Stored records
----------------

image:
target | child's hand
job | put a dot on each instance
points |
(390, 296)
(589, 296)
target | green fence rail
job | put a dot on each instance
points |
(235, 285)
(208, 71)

----------------

Recast the entire listing above as a JSON list of strings, with one string for each line and any blank lines omitted.

[
  "image:",
  "target | child's hand",
  "job | put a dot on each instance",
  "points |",
  "(390, 296)",
  "(589, 296)",
  "target | green fence rail",
  "job | put a dot on each instance",
  "points |",
  "(235, 285)",
  "(208, 71)"
]